Coming ’home’ in times of uncertainty: Return experiences among Swedish mobile families
Short description
This research aims to illuminate the motivations, lived experiences and everyday practices of return migration among Swedish families who have lived abroad for employment-related reasons. Returning Swedes constitute a significant proportion of incoming migrants to Sweden, yet remain under-researched. They are seldom considered migrants and often expect a smooth return, but existing knowledge points towards numerous challenges. Recent events, including Brexit, the Covid 19-pandemic, the war in Europe, the recession, and accelerating climate change, create a unique impetus for return migration, making this research timely.
We explore migration through a family lens, arguing that family-related priorities and commitments are central to understanding practices of return, while considering experiences of mobility and return from the point of view of several family members. Importantly, we explore the perspective of children in mobile families, which previous research has insufficiently attended to. The project focuses on one type of migration (employment-related) but includes returnees with different social backgrounds and varied access to resources of different kinds. The group is often described as highly educated and considered privileged, but our perspective enables us to compare and analyse strategies for reintegration in relation to the returnees’ social position and the resources they mobilise. The research brings important insights into what social reintegration entails for mobile families in a Swedish context.
Research questions:
- What are the recent patterns of return migration to Sweden, and have motivations for return shifted over the last ten years? What information and guidance are offered to returning families by public authorities?
- How do returnees mobilise resources acquired in different national contexts in order to access opportunities and/or overcome challenges for reintegration into Swedish society? How do their experiences compare to their expectations of ‘coming home’?
- How do family priorities, commitments and dynamics shape lived experiences and everyday practices of return?
The study includes a descriptive analysis of register data capturing macro-structural patterns of return to Sweden over the last ten years (2014-2023), analysis of guidance for returnees from public authorities, and 18-20 family case studies involving interviews with different family members. In interviews with adults, we will use a narrative interview method, while interviews with children and young people will combine narrative interviews with visual methods, in order to access their experiences of mobility and meaningful relationships.

* Saved entries
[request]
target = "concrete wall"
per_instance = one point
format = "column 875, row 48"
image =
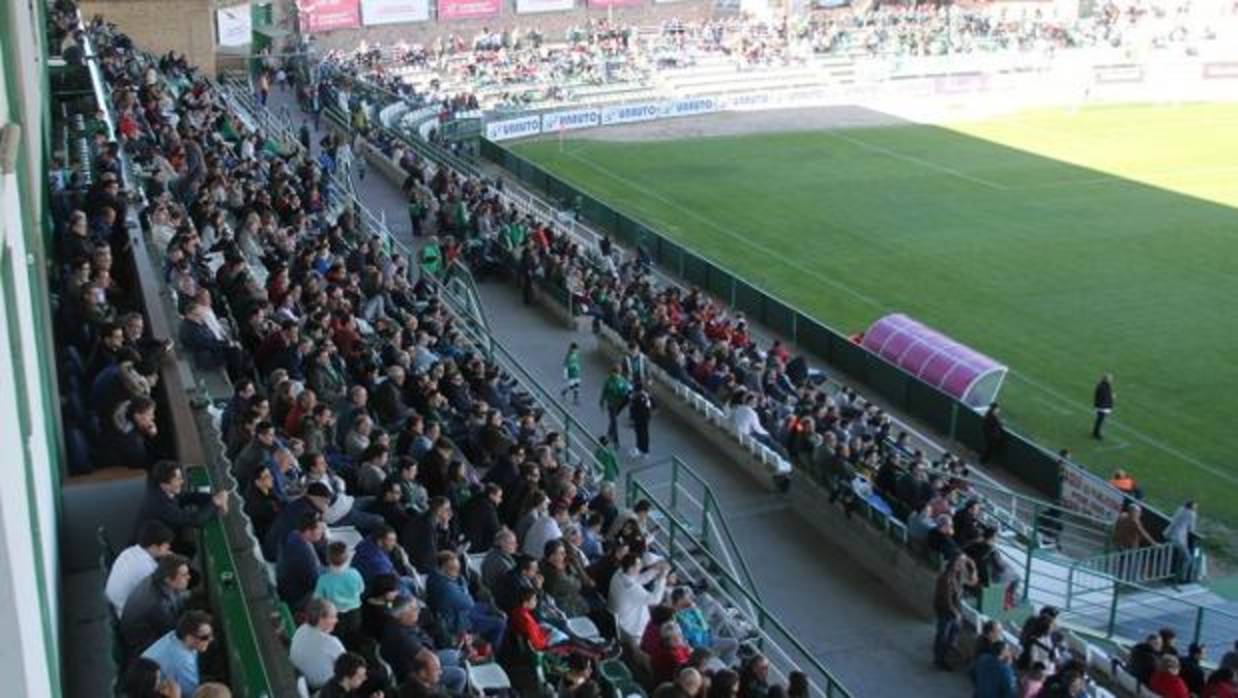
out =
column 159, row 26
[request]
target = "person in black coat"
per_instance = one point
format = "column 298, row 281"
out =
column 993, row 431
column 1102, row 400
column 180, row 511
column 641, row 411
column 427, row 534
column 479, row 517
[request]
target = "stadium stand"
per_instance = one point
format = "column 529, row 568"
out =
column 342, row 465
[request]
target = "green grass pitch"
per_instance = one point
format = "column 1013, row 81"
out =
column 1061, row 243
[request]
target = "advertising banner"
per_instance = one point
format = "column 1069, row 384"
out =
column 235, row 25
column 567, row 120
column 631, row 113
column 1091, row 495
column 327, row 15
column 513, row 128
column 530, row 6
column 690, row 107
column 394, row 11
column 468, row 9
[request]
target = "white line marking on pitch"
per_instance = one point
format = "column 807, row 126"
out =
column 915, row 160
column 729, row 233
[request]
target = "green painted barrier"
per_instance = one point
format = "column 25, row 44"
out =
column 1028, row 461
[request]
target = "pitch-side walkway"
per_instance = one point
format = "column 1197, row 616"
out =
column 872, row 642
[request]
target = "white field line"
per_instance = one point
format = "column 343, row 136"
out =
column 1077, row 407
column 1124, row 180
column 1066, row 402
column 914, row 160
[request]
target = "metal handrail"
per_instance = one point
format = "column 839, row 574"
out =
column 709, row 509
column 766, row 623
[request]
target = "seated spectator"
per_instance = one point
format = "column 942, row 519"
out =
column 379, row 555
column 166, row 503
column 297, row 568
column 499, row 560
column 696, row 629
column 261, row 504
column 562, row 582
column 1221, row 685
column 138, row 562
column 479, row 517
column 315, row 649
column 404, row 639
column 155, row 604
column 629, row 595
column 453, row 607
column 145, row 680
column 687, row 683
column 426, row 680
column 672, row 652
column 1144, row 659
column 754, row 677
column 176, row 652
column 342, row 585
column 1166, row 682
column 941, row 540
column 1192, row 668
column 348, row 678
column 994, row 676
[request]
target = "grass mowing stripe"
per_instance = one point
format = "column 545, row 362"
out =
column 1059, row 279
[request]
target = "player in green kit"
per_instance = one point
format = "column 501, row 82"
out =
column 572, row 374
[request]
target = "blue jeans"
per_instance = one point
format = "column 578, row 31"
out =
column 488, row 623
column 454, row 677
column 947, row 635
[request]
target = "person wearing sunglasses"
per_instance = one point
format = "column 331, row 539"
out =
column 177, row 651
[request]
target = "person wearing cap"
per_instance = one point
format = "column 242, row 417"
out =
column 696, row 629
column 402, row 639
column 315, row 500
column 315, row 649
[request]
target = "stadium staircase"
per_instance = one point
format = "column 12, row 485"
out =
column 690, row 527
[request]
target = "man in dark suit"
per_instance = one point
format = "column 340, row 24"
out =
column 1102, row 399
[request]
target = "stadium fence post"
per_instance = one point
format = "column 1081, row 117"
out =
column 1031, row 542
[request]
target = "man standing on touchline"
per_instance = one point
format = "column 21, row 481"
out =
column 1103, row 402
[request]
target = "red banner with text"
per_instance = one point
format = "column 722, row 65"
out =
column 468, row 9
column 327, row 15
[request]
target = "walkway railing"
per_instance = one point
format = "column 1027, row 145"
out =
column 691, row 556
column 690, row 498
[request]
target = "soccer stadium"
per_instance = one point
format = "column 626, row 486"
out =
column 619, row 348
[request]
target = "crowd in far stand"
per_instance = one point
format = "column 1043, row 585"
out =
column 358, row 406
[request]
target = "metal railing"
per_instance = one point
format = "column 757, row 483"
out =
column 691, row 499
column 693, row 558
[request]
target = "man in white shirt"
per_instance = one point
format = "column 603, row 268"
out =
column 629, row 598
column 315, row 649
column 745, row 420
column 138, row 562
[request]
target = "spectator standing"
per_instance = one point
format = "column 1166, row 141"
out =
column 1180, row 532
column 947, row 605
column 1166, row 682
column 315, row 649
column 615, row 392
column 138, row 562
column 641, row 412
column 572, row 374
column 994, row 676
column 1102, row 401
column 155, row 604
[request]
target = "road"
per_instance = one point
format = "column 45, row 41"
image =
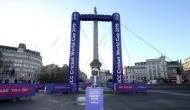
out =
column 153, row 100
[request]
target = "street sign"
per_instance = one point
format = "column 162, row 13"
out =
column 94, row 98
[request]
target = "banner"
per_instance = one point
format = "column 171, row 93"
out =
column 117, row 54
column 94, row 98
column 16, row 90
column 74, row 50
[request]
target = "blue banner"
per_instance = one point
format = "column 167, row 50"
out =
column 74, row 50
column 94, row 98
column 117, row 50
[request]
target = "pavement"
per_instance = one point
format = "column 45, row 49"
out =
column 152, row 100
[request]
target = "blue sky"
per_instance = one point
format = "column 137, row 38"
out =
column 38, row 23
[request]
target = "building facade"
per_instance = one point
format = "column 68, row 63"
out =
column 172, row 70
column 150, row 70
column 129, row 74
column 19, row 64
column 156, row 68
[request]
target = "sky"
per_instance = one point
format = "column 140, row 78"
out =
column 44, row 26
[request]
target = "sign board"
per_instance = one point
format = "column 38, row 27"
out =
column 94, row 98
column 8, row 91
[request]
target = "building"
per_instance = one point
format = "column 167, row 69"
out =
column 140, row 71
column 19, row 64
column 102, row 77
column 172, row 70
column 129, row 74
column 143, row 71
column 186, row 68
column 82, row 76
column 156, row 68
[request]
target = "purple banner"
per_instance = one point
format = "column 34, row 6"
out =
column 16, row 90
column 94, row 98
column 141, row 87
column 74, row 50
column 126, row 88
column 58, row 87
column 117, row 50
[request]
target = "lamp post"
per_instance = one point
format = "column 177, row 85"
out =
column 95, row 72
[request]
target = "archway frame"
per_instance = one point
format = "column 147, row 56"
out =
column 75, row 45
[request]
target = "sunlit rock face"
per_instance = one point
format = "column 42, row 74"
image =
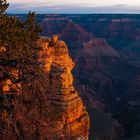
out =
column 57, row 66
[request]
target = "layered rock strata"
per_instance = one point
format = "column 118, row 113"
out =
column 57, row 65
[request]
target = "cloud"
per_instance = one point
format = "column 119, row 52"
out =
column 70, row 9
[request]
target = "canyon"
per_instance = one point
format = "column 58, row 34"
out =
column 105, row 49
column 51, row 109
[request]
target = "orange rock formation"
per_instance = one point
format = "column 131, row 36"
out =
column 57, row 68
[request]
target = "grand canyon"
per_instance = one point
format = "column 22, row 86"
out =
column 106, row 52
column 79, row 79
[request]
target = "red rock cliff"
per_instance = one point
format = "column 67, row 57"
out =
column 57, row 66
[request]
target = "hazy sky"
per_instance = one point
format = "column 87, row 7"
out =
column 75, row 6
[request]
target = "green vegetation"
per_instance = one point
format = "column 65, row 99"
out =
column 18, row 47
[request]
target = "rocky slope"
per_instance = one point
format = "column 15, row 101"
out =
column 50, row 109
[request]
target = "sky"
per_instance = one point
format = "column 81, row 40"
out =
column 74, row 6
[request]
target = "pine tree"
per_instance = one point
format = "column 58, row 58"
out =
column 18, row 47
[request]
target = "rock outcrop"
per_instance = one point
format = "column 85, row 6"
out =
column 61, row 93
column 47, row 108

* Your goal
According to the project description above, which years does the register data in the study cover?

* Answer to this task
2014 to 2023, the last ten years.